- [Exercise]:
Please return each of the entries that follow, unchanged in every word.

[Items from a dataset]
___

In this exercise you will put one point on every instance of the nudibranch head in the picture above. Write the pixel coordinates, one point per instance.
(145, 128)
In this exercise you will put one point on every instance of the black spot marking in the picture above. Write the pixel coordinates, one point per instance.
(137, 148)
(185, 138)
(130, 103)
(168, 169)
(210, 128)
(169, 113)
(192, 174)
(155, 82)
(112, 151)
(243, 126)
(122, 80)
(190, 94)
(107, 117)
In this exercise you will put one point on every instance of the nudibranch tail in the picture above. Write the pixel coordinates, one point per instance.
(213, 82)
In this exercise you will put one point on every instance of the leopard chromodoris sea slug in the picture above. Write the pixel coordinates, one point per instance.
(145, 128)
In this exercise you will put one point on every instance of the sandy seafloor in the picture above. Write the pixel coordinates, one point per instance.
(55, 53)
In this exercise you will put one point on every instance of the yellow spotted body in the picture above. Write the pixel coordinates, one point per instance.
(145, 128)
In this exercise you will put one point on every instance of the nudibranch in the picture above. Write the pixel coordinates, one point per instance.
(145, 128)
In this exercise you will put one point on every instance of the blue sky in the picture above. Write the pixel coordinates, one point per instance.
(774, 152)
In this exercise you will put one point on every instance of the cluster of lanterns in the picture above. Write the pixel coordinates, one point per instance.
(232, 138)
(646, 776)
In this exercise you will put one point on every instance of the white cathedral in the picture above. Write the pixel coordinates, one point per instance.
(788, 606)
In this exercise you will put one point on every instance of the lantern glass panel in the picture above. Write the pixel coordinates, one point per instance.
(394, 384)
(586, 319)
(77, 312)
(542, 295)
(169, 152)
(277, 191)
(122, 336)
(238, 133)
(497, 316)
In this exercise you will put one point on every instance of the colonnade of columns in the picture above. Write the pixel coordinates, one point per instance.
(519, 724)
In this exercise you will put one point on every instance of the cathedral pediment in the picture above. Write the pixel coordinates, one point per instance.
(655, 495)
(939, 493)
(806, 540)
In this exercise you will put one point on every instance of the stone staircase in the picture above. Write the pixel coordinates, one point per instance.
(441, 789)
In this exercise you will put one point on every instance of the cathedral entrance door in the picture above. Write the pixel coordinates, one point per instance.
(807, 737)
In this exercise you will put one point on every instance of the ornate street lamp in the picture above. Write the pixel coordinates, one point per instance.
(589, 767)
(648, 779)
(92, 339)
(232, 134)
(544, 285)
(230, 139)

___

- [Task answer]:
In this exercise you will put one point on every instance of the nudibranch head in the picture above. Write the pixel coordinates, one point per instance.
(145, 128)
In this exercise you will put one point on every instance of the black spot marking in the picture above. Write the pixel coordinates, one point per instance.
(137, 148)
(185, 138)
(130, 103)
(168, 169)
(210, 128)
(169, 113)
(192, 174)
(155, 82)
(112, 151)
(243, 126)
(122, 80)
(190, 94)
(107, 117)
In this exercise you will put one point on every instance of the nudibranch tail in the picture above. Write the pixel coordinates, one point per instance.
(213, 82)
In this exercise you will put one point on every instance of the leopard chromodoris sea slug in the picture above. Write the pixel coordinates, one point per instance.
(145, 128)
In this exercise you will put one point on every instance of the sandy seafloor in the picture above. Write the pixel coordinates, one point per instance.
(55, 53)
In this exercise you will put one point on every instance of the yellow spotted body in the picture above. Write the pixel coordinates, one point per instance.
(145, 128)
In this exercise you will put one point on every instance of the nudibranch in the picture above. Write the pixel coordinates, one point per instance.
(145, 128)
In this exercise you will put one point on every instance of the blue sky in the picture above. Write the pixel coordinates, one point per instance.
(774, 152)
In this exercise you will put one point on every instance of the cluster of lanterns in the picture above. Write the pixel coordinates, one point per instance.
(232, 138)
(646, 776)
In this exercise you will put one point on every instance of the white cathedral in the picture above. Write the pixel coordinates, one point per instance.
(788, 606)
In this exercise you will put one point on every instance of the lantern glass panel in the picture above. Write the pixel coordinates, one point per instance.
(394, 384)
(586, 319)
(77, 312)
(542, 295)
(169, 152)
(277, 191)
(122, 336)
(238, 133)
(497, 316)
In this exercise you will put one point on every instance of the colonnade of columns in the picture above. Write the pixel coordinates, one point per instance.
(519, 724)
In this exercise you will put one point on every instance of the cathedral pediment in the picture above. Write the pixel coordinates, one point per instance.
(655, 495)
(939, 493)
(806, 540)
In this exercise you will put one point on every instance of the stone staircase in the picture above. Write the pixel coordinates, one point per instance.
(441, 789)
In this exercise you will put one point on every instance of the cathedral entrance door in the picture above. Write the pixel coordinates, one point per instance.
(807, 737)
In this exercise you will put one point on every instance of the ornate street lamp in the picture above. Write the pixel coordinates, one point per instance.
(589, 767)
(648, 779)
(92, 339)
(232, 134)
(544, 285)
(230, 139)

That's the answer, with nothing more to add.